_WRITTEN PROBLEM 1_. Find each line in the records that contains the string "photo", and copy those lines out.

[Date Prev][Date Next][Thread Prev][Thread Next][Date Index][Thread Index]

[xen staging] x86/idle: Remove broken MWAIT implementation



commit 3faf0866a33070b926ab78e6298290403f85e76c
Author:     Andrew Cooper <andrew.cooper3@xxxxxxxxxx>
AuthorDate: Tue Jul 1 15:51:53 2025 +0100
Commit:     Andrew Cooper <andrew.cooper3@xxxxxxxxxx>
CommitDate: Fri Jul 4 19:03:32 2025 +0100

    x86/idle: Remove broken MWAIT implementation
    
    cpuidle_wakeup_mwait() is a TOCTOU race.  The cpumask_and() sampling
    cpuidle_mwait_flags can take a arbitrary period of time, and there's no
    guarantee that the target CPUs are still in MWAIT when writing into
    mwait_wakeup(cpu).
    
    The consequence of the race is that we'll fail to IPI certain targets.  
Also,
    there's no guarantee that mwait_idle_with_hints() will raise a TIMER_SOFTIRQ
    on it's way out.
    
    The fundamental bug is that the "in_mwait" variable needs to be in the
    monitored line, and not in a separate cpuidle_mwait_flags variable, in order
    to do this in a race-free way.

[Named object pointing records]
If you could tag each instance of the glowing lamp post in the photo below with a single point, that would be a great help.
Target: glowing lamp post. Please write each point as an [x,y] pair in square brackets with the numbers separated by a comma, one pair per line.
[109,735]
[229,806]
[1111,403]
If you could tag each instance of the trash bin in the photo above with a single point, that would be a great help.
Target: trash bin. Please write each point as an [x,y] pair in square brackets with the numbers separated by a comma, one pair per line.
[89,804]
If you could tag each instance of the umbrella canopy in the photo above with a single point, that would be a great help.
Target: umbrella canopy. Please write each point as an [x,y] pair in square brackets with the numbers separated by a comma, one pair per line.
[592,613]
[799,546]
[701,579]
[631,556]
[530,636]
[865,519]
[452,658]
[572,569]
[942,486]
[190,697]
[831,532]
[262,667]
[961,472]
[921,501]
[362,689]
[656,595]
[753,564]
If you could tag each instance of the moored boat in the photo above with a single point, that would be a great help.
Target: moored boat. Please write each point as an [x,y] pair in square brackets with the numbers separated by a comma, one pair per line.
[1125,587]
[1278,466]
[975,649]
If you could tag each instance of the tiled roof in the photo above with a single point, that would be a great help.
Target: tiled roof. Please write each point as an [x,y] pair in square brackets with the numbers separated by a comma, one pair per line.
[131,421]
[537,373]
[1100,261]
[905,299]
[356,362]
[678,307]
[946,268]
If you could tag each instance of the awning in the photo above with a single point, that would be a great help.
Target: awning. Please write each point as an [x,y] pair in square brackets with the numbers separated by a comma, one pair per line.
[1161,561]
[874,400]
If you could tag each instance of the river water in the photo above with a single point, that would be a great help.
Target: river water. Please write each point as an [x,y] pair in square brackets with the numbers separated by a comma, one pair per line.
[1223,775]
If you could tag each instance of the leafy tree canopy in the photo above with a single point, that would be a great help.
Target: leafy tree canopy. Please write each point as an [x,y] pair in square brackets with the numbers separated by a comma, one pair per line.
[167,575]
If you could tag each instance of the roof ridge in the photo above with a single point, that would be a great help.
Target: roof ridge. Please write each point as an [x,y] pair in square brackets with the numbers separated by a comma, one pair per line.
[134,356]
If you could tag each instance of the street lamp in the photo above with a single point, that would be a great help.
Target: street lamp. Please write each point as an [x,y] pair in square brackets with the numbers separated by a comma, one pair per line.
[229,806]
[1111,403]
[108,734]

_WRITTEN PROBLEM 2_. Carry on the commit message about removing the broken x86 MWAIT idle implementation, starting right after its last sentence.

_REPLY 1_.
If you could tag each instance of the glowing lamp post in the photo below with a single point, that would be a great help.
If you could tag each instance of the trash bin in the photo above with a single point, that would be a great help.
If you could tag each instance of the umbrella canopy in the photo above with a single point, that would be a great help.
If you could tag each instance of the moored boat in the photo above with a single point, that would be a great help.
If you could tag each instance of the tiled roof in the photo above with a single point, that would be a great help.
If you could tag each instance of the awning in the photo above with a single point, that would be a great help.
If you could tag each instance of the river water in the photo above with a single point, that would be a great help.
If you could tag each instance of the leafy tree canopy in the photo above with a single point, that would be a great help.
If you could tag each instance of the roof ridge in the photo above with a single point, that would be a great help.
If you could tag each instance of the street lamp in the photo above with a single point, that would be a great help.

_REPLY 2_.
    
    Arranging to fix this while keeping the old implementation is prohibitive, 
so
    strip the current one out in order to implement the new one cleanly.  In the
    interim, this causes IPIs to be used unconditionally which is safe albeit
    suboptimal.
    
    Fixes: 3d521e933e1b ("cpuidle: mwait on softirq_pending & remove wakeup 
ipis")
    Fixes: 1adb34ea846d ("CPUIDLE: re-implement mwait wakeup process")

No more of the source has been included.